» EXERCISE AIM
Extract all of the entries and give them again, word for word.

» Dataset entries
#####

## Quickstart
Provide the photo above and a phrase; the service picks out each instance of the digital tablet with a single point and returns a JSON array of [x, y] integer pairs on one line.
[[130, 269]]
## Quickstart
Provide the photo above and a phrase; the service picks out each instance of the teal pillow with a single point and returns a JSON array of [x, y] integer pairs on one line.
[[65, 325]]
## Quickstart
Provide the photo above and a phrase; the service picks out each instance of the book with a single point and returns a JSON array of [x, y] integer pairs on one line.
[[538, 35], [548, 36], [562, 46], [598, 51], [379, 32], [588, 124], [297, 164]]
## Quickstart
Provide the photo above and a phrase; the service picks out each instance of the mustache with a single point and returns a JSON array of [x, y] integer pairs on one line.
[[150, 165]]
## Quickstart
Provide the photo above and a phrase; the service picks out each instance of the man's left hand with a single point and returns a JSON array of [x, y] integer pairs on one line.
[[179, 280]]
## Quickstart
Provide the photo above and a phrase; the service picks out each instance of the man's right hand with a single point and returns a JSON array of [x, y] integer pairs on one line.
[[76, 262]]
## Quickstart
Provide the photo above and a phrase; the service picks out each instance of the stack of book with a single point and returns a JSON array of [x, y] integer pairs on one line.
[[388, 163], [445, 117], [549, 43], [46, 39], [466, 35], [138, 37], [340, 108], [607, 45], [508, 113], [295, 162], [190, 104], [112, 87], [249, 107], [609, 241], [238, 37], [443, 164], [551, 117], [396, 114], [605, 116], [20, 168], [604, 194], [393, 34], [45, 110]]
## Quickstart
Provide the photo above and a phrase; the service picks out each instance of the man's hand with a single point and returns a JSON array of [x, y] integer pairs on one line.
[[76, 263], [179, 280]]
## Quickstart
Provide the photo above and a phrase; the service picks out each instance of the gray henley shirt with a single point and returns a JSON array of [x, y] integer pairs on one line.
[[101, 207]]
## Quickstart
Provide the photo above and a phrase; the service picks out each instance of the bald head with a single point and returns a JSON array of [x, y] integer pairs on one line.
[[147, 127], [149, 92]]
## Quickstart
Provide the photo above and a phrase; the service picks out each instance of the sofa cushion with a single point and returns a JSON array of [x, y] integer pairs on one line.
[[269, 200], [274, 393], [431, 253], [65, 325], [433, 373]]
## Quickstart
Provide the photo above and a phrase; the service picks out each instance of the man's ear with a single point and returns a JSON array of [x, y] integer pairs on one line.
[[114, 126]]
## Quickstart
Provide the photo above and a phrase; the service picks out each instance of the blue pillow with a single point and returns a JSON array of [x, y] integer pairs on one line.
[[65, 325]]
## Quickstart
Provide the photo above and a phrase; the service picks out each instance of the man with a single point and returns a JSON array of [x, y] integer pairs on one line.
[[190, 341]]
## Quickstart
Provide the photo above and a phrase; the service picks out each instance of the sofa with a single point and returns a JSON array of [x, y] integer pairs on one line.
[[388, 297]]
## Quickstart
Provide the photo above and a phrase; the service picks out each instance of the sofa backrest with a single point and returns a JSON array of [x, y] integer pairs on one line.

#####

» RESULT OF THE EXERCISE
## Quickstart
Provide the photo above and a phrase; the service picks out each instance of the digital tablet with a single point and returns a JSON array of [x, y] integer pairs on one line.
[[130, 269]]
## Quickstart
Provide the photo above and a phrase; the service picks out each instance of the teal pillow with a single point and returns a JSON array of [x, y] integer pairs on one line.
[[65, 325]]
## Quickstart
Provide the photo above and a phrase; the service picks out each instance of the book with a single point and returns a JSON array of [x, y] integer pairs on one line.
[[538, 35], [548, 36], [562, 46], [598, 51], [379, 32], [588, 124], [297, 164]]
## Quickstart
Provide the photo above and a phrase; the service picks out each instance of the mustache with a single point and returns a JSON array of [x, y] integer pairs on one line.
[[150, 165]]
## Quickstart
Provide the photo above and a phrase; the service picks out each instance of the man's left hand with a single point and returns a JSON array of [x, y] integer pairs on one line.
[[179, 280]]
## Quickstart
Provide the photo above and a phrase; the service picks out each instance of the man's right hand with a single point and returns a JSON array of [x, y] integer pairs on one line.
[[76, 262]]
## Quickstart
Provide the photo above and a phrase; the service picks out each instance of the stack of book with a single point and returns a JSON array of [x, y] integer pairs on one line.
[[388, 163], [445, 117], [549, 43], [46, 39], [466, 35], [138, 37], [340, 108], [607, 45], [508, 113], [295, 162], [190, 104], [112, 87], [249, 107], [609, 241], [238, 37], [443, 164], [551, 117], [396, 114], [605, 116], [20, 168], [604, 194], [393, 34], [45, 110]]
## Quickstart
Provide the photo above and a phrase; the service picks out each instance of the man's hand with a single point and returns a JSON array of [x, y] integer pairs on one line.
[[76, 263], [179, 280]]
## Quickstart
Provide the photo above and a phrase; the service picks out each instance of the gray henley shirt with a single point and returns a JSON array of [x, y] integer pairs on one line.
[[101, 207]]
## Quickstart
Provide the photo above and a phrase; the service picks out each instance of the bald head with a single point and returns a JSON array of [x, y] integer pairs on one line.
[[147, 127], [149, 92]]
## Quickstart
Provide the photo above and a phrase; the service picks out each instance of the sofa cushion with a single point and returns a JSON array of [x, y] integer pairs on one line.
[[269, 200], [274, 393], [431, 253], [65, 325], [433, 373]]
## Quickstart
Provide the photo above and a phrase; the service picks out each instance of the man's ear with a single point and returns a JSON array of [x, y] integer pairs on one line.
[[114, 126]]
## Quickstart
Provide the photo above and a phrase; the service picks out each instance of the blue pillow with a single point and returns a JSON array of [x, y] integer pairs on one line.
[[65, 325]]
## Quickstart
Provide the photo above and a phrase; the service picks out each instance of the man with a single point and returns a JSON array of [x, y] integer pairs on one line.
[[190, 341]]
## Quickstart
Provide the photo above and a phrase; the service picks out each instance of the sofa with a single point and returns a JSON array of [x, y] integer pairs on one line.
[[388, 297]]
## Quickstart
Provide the photo above and a phrase; the service picks out each instance of the sofa backrest with a single point and returns a JSON array of [x, y] integer pairs on one line.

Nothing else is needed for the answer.